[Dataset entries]
******
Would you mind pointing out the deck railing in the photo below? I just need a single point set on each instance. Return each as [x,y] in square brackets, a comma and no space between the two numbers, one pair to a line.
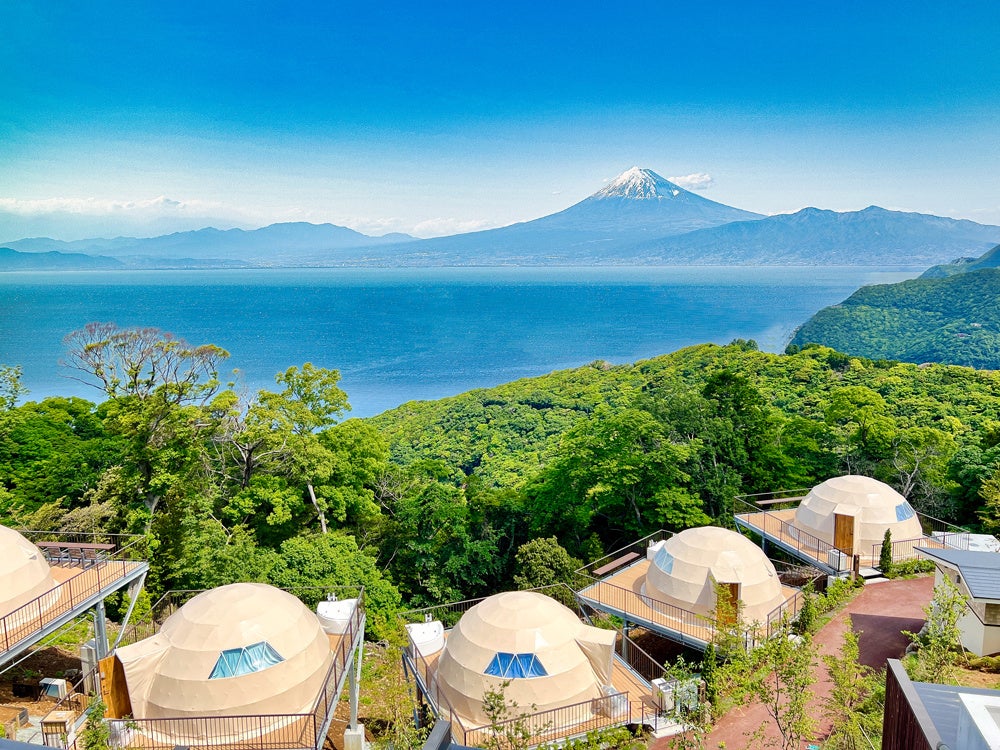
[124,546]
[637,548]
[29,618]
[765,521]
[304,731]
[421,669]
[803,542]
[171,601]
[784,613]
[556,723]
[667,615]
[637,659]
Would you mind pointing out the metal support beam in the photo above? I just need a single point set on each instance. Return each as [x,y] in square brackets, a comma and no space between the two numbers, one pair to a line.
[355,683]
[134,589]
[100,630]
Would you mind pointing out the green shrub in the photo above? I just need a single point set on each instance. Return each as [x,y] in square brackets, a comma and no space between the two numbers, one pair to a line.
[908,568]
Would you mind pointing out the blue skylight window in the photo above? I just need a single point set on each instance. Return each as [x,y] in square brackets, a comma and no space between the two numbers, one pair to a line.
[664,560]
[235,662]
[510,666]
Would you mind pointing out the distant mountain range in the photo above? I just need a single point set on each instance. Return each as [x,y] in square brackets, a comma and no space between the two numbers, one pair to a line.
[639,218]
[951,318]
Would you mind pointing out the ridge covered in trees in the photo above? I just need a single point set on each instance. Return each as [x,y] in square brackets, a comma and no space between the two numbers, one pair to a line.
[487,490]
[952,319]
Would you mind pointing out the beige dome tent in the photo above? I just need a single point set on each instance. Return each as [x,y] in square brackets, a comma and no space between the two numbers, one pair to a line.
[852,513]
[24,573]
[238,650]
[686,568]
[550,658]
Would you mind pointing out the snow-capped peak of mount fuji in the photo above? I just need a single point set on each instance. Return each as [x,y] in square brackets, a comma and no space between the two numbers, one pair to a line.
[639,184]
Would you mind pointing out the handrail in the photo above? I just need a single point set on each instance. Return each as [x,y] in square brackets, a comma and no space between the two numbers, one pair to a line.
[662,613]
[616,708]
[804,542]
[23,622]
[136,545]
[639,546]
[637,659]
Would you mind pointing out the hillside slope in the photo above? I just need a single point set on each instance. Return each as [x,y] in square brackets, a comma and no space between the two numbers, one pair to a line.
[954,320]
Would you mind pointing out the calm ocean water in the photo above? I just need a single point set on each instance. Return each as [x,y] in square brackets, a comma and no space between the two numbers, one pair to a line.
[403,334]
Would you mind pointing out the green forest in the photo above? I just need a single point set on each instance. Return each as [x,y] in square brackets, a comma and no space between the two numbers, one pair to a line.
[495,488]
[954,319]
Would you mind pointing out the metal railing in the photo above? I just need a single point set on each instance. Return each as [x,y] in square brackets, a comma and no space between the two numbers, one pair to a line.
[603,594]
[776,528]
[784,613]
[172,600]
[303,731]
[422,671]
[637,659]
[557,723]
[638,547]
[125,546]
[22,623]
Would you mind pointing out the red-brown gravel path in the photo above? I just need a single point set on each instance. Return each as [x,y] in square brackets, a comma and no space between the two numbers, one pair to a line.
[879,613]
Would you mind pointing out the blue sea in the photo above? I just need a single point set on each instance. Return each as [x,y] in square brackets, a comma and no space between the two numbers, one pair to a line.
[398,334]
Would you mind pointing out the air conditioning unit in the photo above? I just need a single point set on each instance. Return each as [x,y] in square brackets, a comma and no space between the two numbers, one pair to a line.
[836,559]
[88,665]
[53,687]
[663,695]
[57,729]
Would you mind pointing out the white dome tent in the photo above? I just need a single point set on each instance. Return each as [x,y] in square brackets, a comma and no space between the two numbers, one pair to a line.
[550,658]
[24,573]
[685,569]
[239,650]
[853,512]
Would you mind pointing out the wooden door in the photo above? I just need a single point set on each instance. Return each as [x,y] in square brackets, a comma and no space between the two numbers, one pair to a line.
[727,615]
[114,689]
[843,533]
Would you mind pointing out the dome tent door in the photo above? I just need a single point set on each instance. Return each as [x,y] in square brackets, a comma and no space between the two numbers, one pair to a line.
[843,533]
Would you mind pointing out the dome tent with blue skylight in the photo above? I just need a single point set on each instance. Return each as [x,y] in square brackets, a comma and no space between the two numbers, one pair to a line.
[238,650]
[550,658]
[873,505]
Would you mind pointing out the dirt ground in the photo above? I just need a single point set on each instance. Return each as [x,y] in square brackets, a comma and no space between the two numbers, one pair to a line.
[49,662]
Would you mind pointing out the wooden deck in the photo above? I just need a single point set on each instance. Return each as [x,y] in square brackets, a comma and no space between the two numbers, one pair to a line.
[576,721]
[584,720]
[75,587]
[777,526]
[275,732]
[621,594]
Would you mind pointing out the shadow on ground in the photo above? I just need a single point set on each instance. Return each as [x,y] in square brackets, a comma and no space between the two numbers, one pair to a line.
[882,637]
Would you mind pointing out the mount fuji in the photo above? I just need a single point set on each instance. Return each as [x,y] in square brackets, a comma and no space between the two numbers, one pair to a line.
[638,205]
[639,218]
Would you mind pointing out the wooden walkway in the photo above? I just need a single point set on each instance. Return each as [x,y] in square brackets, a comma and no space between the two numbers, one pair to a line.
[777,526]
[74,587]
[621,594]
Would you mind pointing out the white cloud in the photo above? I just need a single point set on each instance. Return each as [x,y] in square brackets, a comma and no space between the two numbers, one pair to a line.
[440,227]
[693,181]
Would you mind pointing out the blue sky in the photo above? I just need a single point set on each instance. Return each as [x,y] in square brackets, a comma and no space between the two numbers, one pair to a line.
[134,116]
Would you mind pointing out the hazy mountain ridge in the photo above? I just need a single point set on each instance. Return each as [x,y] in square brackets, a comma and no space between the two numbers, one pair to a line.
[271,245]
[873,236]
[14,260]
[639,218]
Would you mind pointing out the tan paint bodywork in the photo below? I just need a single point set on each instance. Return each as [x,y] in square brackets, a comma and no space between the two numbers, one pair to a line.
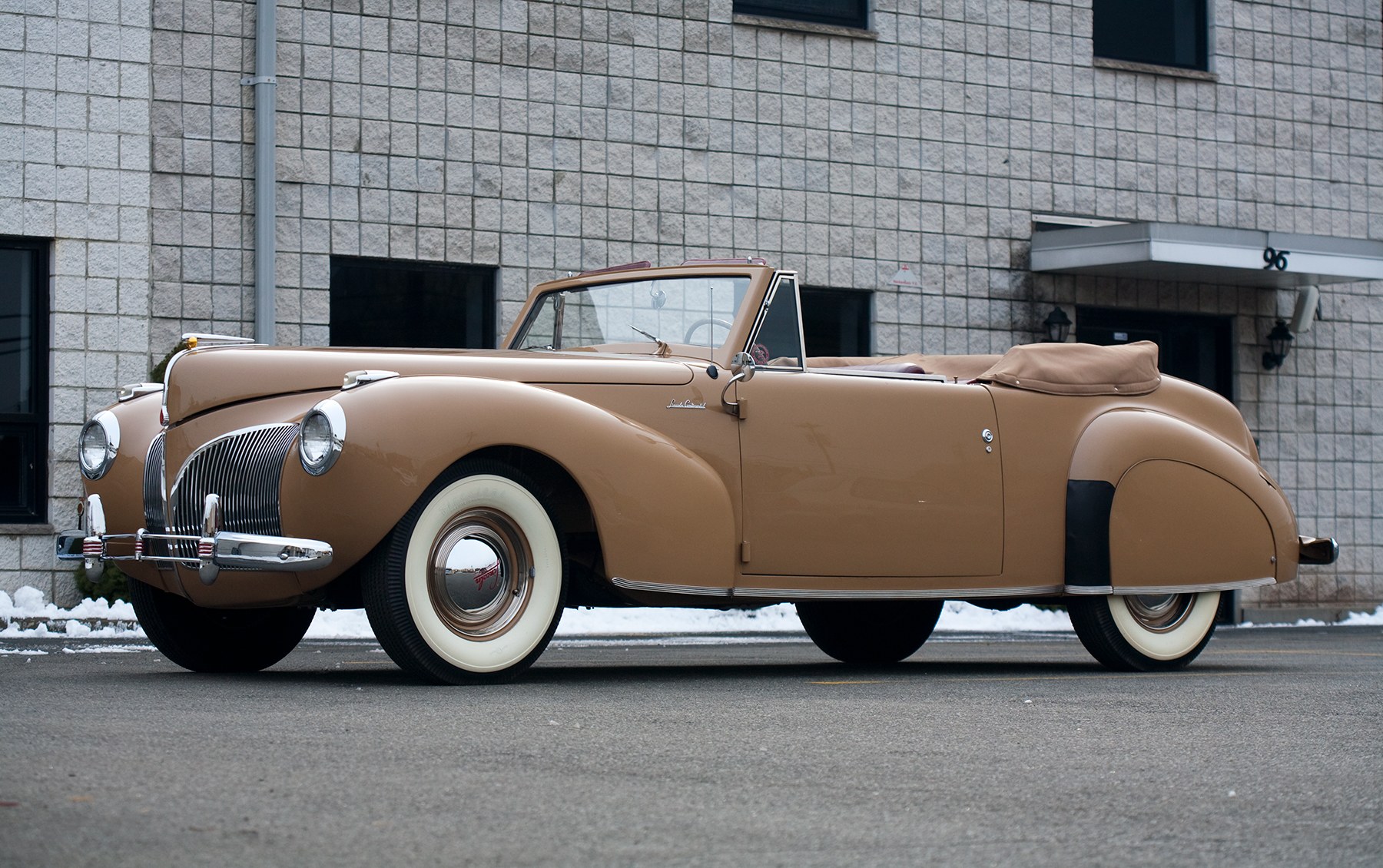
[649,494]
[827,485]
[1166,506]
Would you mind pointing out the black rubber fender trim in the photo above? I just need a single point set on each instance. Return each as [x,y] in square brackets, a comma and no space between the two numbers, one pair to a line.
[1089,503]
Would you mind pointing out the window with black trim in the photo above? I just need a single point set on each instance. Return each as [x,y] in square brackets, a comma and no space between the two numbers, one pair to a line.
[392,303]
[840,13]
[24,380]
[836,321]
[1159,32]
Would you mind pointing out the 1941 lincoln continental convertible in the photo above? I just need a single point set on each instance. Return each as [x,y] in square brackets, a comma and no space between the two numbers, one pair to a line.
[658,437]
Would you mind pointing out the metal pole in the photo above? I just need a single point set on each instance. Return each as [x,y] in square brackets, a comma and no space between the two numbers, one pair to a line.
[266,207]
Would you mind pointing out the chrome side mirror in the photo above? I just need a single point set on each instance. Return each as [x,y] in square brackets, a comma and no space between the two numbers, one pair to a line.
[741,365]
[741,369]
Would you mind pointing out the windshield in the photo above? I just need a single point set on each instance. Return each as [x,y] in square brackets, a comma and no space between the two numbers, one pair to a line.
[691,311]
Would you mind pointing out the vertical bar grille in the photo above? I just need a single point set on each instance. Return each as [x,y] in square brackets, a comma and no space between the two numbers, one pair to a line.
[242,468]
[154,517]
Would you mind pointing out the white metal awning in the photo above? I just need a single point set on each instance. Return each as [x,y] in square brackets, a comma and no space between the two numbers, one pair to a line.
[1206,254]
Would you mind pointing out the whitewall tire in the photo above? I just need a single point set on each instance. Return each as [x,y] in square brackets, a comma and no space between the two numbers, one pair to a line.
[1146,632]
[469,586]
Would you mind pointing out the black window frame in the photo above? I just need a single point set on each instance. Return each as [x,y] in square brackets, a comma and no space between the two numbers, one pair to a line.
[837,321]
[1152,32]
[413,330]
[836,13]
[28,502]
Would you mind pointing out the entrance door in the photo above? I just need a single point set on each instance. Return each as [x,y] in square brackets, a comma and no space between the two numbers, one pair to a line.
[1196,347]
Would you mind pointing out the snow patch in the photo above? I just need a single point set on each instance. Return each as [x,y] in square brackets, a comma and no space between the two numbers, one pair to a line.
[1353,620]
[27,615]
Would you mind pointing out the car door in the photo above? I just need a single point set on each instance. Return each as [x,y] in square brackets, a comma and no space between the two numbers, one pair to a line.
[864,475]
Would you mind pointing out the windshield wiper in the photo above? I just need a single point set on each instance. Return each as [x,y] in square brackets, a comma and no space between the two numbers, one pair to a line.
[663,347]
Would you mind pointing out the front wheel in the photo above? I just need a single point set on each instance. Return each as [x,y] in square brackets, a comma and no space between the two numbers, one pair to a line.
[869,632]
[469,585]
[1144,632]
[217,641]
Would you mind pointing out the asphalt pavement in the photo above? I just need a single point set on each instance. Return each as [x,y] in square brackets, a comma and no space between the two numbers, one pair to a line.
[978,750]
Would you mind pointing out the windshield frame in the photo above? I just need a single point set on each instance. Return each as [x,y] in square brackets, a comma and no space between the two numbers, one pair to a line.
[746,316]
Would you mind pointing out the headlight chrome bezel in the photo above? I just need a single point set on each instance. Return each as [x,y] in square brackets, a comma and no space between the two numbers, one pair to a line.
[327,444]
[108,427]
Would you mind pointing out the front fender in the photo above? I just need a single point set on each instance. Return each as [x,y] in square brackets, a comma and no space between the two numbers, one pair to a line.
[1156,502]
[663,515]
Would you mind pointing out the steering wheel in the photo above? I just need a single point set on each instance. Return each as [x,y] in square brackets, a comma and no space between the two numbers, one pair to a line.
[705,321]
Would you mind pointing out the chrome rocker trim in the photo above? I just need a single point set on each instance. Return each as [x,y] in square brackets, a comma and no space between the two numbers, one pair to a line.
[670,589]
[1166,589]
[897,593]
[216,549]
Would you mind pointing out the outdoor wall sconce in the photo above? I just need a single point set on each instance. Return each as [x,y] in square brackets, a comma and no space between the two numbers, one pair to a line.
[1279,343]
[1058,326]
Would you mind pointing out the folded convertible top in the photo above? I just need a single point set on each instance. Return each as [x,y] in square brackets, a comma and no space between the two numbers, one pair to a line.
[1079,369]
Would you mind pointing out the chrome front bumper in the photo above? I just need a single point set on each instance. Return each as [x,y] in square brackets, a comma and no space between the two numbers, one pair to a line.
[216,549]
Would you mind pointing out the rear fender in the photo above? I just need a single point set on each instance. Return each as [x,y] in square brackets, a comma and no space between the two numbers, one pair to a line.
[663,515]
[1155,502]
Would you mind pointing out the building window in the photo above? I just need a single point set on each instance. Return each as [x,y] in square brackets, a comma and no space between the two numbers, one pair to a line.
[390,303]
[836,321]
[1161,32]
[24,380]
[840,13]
******
# Problem details
Transcribe exactly, and only, the lines from the one bearing "Would you mind pointing out the rear" through the last line of the entries, counting both.

# Response area
Would you mind pointing out the rear fender in the photo above? I just need a single point set on each instance. Return each as [x,y] in square brackets, a comma and no space between the two numbers, one pair to a line.
[663,515]
[1155,502]
Would you mind pointing out the building window in the photo above? I just need a single point set on each instance. Return each as [x,y] in square brackets, a comma and no space between the two numbers, one pair to a line.
[390,303]
[836,321]
[1161,32]
[24,380]
[840,13]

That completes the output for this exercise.